### GIVEN INFORMATION:
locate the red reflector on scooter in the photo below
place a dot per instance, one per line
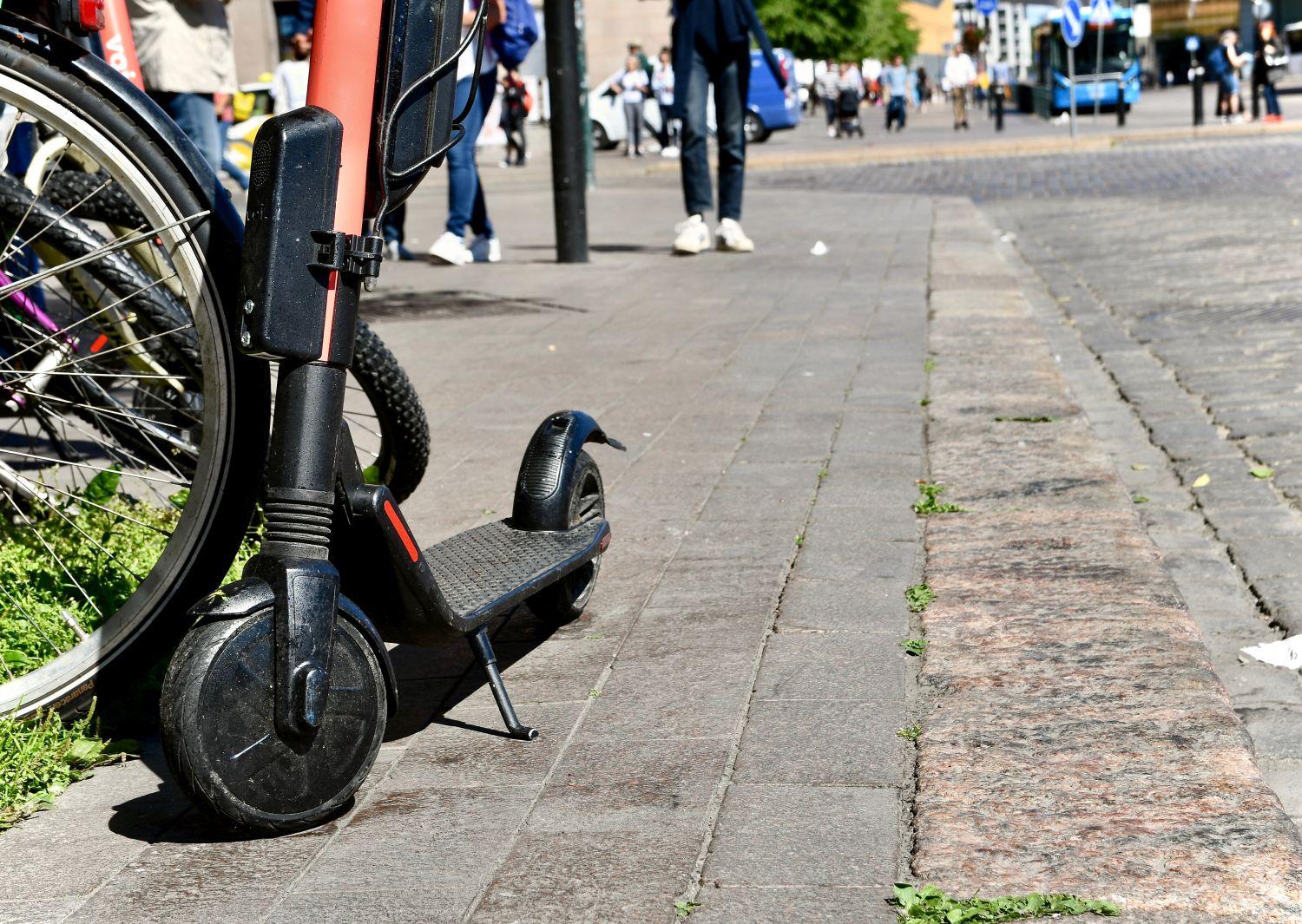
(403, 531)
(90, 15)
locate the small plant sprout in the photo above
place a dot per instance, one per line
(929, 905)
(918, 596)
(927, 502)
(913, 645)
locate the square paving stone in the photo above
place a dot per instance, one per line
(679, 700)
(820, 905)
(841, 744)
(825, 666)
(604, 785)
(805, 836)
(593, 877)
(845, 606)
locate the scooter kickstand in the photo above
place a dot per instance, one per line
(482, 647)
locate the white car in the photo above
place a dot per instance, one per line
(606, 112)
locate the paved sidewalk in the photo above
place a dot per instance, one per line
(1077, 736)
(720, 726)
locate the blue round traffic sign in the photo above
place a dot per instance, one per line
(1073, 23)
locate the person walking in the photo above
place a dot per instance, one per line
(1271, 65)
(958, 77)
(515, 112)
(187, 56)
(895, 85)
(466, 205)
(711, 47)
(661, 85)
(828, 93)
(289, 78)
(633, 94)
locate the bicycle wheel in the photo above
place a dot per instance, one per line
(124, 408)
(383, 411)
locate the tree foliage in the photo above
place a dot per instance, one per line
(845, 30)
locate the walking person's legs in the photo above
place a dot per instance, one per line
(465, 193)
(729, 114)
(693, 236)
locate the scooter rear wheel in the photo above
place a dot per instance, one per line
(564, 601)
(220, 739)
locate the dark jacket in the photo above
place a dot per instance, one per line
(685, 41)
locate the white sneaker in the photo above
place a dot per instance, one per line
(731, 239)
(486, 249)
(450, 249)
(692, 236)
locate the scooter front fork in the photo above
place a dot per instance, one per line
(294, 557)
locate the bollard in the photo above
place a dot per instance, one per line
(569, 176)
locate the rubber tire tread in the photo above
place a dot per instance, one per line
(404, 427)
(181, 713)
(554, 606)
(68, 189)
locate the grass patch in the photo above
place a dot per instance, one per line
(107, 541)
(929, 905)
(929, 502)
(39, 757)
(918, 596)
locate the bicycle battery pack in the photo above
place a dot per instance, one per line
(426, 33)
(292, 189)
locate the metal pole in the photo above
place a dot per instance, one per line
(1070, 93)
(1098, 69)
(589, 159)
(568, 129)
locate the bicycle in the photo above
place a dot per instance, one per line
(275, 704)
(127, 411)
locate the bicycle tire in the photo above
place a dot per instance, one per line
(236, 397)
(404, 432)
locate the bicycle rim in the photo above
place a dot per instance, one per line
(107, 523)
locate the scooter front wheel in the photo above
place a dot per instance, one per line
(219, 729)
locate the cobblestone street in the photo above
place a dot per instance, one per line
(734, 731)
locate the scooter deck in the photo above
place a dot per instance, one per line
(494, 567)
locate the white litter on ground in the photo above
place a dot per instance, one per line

### EXERCISE DETAILS:
Update all of the material above by replacing "scooter" with "e-scooter" wherever it occurs, leaving everything else unchanged. Omit the pictures from your answer.

### RESULT:
locate the red reflector on e-scooter in the photo below
place a dot per instance, one per line
(403, 531)
(90, 15)
locate the small plant sprout in the photo above
place a dot per instance, one per line
(929, 905)
(918, 596)
(927, 502)
(913, 645)
locate the square paving stone in the photo above
place a dot per instance, one per line
(679, 700)
(820, 905)
(841, 744)
(825, 666)
(604, 785)
(805, 836)
(593, 877)
(845, 606)
locate the e-scooter kickstand in the photo above
place a dot per instance, one per line
(482, 647)
locate the white car in the photo above
place a dot per instance, one per line
(606, 112)
locate the paved sidewalk in the photo above
place a dot per instance, one per line
(1077, 736)
(720, 726)
locate the blue round traffic sign in the photo above
place a dot per instance, one per line
(1073, 23)
locate the person walking in the photo above
place a dot per instance, one per line
(1271, 65)
(958, 77)
(515, 112)
(187, 56)
(895, 85)
(466, 205)
(711, 47)
(661, 85)
(828, 93)
(289, 78)
(633, 94)
locate the bicycle wheel in the photo above
place a dot per instance, one per line
(124, 408)
(383, 411)
locate the tree foliage in the photo above
place a dot per instance, one per line
(845, 30)
locate the walking person's legs in the photo above
place a dot per instance, one per line
(465, 193)
(729, 114)
(693, 236)
locate the e-scooter rear wheel in the photo above
place a dot per instance, one per line
(564, 601)
(220, 739)
locate the dark jacket in the photo above
place a dot per instance, one per line
(685, 41)
locate the white sneaker in the photo above
place a dot per instance, one per line
(731, 239)
(486, 249)
(450, 249)
(692, 236)
locate the e-scooter front fork in the photo above
place a dot per instance, one per line
(294, 557)
locate the bollard in the photo above
place a dot per instance, one per line
(569, 176)
locate the rubber tire tread in the photo above
place a dot per instance, one per line
(404, 427)
(181, 713)
(554, 606)
(68, 189)
locate the grass patch in the photo above
place a dot per instance, one per line
(107, 541)
(929, 905)
(929, 502)
(39, 757)
(918, 596)
locate the bicycle battery pack in the photo above
place a dot per instance, one per line
(426, 33)
(292, 189)
locate the metal pole in the photo above
place a dot per instance, one per line
(1070, 93)
(1098, 69)
(589, 159)
(568, 129)
locate the bicycle in the photo above
place a dot per instance, one per line
(275, 704)
(127, 411)
locate the bicycle tire in the photo above
place a dot per instance, one per line
(236, 397)
(404, 432)
locate the bicycle rim in the photo above
place a dot per instance, one per line
(107, 523)
locate the e-scooter front wheel in the photo above
place a dot per instance, one per line
(219, 729)
locate the cobblestone street in the photo above
place a dot per instance, one per line
(734, 731)
locate the e-scooter deck in the photo above
place a dot per instance, one per line
(494, 567)
locate the white litter on ground in the photo above
place a dot per instance, one per line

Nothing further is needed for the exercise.